-- WHAT YOU WILL DO --
Quote the news article about Donald Trump's Pittsburgh visit in full, word for word.

-- READING PASSAGE --
=== Begin Enclosure ===

Families, politicians shun Donald Trump’s Pittsburgh visit while funerals take place

U.S. President Donald Trump is heading to Pittsburgh, Pa., on Tuesday — despite widespread advice not to go.

Trump, along with his wife Melania, daughter Ivanka and son-in-law Jared Kushner, are expected to visit survivors of the shooting at Pittsburgh’s Tree of Life synagogue.

Eleven people were killed and six others injured during the mass shooting, which ended with a police shootout that injured the gunman.

The death toll includes a set of brothers, a husband and wife, professors, dentists and a physician. The first funerals of the victims start on Tuesday, and will continue until Friday.

Stephen Halle, a nephew of victim Daniel Stien, declined a meeting with Trump due to his “inappropriate” reaction to the shooting — specifically Trump’s call to have armed guards at the synagogue. Stien’s funeral is scheduled for Tuesday.

“Everybody feels that they were inappropriate,” Halle told the Washington Post.

“A church, a synagogue, should not be a fortress. It should be an open welcoming place to feel safe.”

Shooting survivor Barry Werber wasn’t keen on a visit from a president who has embraced the politically fraught term “nationalist.” Some have accused the president of helping to create the corrosive political atmosphere that may have led to the violence.

=== End Enclosure ===

-- INFORMATION SUPPLIED --
=== Begin Enclosure ===

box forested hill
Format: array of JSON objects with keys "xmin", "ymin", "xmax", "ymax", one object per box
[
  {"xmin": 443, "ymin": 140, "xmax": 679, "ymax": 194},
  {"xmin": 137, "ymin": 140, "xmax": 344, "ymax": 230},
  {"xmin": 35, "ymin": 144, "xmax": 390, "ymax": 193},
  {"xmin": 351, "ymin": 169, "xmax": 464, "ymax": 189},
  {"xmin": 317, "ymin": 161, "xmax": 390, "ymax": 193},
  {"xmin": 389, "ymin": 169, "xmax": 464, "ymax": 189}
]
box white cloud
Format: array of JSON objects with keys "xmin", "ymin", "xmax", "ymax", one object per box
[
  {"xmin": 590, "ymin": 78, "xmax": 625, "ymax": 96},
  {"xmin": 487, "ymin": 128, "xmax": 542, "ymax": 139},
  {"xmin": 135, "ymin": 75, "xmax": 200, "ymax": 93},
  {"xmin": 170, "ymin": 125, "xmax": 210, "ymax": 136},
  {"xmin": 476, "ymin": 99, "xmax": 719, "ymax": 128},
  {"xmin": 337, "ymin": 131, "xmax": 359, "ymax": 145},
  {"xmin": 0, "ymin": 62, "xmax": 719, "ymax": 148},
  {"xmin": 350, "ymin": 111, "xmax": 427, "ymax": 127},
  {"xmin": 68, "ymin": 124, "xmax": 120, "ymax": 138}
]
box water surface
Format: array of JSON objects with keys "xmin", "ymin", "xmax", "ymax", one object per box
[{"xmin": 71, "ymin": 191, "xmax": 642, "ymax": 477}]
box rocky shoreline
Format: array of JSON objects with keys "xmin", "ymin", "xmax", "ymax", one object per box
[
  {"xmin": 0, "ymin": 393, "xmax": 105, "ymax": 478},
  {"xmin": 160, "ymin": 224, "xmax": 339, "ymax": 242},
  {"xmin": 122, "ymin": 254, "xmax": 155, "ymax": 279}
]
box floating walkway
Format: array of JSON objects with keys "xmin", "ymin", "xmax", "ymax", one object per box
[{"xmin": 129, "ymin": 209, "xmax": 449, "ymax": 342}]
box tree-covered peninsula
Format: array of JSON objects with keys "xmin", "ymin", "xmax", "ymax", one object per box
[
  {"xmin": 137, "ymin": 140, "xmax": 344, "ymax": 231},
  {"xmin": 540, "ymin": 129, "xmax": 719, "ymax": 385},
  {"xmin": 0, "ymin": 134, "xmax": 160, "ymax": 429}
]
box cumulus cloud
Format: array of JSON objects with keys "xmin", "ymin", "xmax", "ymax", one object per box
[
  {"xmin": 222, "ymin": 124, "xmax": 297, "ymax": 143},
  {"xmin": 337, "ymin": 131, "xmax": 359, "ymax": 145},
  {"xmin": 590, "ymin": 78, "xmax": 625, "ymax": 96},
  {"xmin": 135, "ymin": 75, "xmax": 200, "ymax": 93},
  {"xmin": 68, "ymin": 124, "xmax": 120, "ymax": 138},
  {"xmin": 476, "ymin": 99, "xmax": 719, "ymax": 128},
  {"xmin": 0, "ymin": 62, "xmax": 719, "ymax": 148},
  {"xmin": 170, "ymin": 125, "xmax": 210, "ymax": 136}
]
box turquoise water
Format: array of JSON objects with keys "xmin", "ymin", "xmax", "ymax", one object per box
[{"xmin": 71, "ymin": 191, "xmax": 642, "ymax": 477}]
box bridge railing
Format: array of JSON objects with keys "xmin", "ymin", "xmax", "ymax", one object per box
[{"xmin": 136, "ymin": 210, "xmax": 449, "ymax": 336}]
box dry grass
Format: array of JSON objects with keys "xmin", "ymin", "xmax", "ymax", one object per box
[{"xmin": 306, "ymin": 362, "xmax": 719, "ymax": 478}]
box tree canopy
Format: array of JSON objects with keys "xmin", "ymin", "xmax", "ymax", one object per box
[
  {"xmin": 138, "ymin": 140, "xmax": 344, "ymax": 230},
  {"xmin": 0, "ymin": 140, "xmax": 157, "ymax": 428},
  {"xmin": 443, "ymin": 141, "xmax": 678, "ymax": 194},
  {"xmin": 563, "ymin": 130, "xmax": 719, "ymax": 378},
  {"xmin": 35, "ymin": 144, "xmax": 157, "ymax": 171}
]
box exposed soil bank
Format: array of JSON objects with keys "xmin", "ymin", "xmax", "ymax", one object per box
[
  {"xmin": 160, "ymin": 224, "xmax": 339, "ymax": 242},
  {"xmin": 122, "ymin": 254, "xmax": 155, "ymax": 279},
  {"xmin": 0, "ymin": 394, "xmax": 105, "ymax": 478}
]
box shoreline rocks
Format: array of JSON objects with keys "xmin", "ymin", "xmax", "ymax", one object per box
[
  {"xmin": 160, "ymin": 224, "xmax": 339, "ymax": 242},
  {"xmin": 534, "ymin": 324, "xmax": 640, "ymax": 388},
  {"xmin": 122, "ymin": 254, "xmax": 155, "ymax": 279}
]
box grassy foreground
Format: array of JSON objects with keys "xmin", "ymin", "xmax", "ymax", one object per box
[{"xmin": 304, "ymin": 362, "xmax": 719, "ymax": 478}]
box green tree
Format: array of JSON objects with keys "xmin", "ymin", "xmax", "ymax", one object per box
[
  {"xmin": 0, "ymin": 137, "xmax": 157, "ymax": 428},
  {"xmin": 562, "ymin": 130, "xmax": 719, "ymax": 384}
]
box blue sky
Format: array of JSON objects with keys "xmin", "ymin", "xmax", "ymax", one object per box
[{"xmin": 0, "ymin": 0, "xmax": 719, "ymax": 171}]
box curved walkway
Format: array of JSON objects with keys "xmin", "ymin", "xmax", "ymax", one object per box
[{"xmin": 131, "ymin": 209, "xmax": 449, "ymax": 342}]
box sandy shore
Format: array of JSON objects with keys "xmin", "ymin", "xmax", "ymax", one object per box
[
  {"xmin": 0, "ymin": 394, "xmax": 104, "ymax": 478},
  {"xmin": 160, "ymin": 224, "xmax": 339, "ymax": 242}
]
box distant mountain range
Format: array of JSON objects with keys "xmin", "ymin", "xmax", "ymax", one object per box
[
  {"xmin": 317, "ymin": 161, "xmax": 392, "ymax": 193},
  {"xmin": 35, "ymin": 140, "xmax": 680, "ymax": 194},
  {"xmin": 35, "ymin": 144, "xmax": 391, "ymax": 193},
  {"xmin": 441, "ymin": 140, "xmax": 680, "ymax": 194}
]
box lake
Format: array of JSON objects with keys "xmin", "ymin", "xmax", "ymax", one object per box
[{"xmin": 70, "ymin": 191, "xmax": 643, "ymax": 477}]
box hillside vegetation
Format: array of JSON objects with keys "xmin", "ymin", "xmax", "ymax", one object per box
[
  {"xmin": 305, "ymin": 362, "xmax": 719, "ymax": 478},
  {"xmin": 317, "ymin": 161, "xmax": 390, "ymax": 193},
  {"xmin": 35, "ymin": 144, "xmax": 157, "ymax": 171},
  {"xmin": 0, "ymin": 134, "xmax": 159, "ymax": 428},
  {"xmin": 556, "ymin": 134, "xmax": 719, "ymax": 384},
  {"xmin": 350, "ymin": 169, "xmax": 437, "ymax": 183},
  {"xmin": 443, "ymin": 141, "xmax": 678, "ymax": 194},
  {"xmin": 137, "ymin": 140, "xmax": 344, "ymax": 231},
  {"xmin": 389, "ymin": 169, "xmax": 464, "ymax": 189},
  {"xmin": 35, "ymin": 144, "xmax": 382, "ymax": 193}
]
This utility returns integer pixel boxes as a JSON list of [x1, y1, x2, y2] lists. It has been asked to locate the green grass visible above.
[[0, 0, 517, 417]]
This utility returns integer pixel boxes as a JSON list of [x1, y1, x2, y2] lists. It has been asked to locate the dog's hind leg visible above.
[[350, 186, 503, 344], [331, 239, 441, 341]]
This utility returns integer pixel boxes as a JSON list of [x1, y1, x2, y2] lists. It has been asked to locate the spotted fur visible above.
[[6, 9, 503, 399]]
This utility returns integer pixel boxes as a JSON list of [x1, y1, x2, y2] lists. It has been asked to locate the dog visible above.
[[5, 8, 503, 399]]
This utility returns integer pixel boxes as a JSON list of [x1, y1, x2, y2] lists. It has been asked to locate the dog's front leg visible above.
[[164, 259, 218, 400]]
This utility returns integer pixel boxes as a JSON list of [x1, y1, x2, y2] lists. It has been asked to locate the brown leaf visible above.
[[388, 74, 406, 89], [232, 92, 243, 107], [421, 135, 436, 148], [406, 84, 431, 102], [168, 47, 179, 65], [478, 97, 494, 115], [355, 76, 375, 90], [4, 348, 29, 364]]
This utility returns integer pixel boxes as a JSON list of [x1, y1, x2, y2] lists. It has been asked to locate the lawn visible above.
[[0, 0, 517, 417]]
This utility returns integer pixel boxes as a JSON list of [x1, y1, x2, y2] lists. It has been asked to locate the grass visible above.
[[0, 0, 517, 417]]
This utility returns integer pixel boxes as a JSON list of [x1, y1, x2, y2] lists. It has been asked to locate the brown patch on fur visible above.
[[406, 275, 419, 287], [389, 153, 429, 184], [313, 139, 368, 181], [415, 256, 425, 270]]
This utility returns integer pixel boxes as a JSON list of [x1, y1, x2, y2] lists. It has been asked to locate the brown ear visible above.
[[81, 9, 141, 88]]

=== End Enclosure ===

-- WRITTEN ANSWER --
Families, politicians shun Donald Trump’s Pittsburgh visit while funerals take place

U.S. President Donald Trump is heading to Pittsburgh, Pa., on Tuesday — despite widespread advice not to go.

Trump, along with his wife Melania, daughter Ivanka and son-in-law Jared Kushner, are expected to visit survivors of the shooting at Pittsburgh’s Tree of Life synagogue.

Eleven people were killed and six others injured during the mass shooting, which ended with a police shootout that injured the gunman.

The death toll includes a set of brothers, a husband and wife, professors, dentists and a physician. The first funerals of the victims start on Tuesday, and will continue until Friday.

Stephen Halle, a nephew of victim Daniel Stien, declined a meeting with Trump due to his “inappropriate” reaction to the shooting — specifically Trump’s call to have armed guards at the synagogue. Stien’s funeral is scheduled for Tuesday.

“Everybody feels that they were inappropriate,” Halle told the Washington Post.

“A church, a synagogue, should not be a fortress. It should be an open welcoming place to feel safe.”

Shooting survivor Barry Werber wasn’t keen on a visit from a president who has embraced the politically fraught term “nationalist.” Some have accused the president of helping to create the corrosive political atmosphere that may have led to the violence.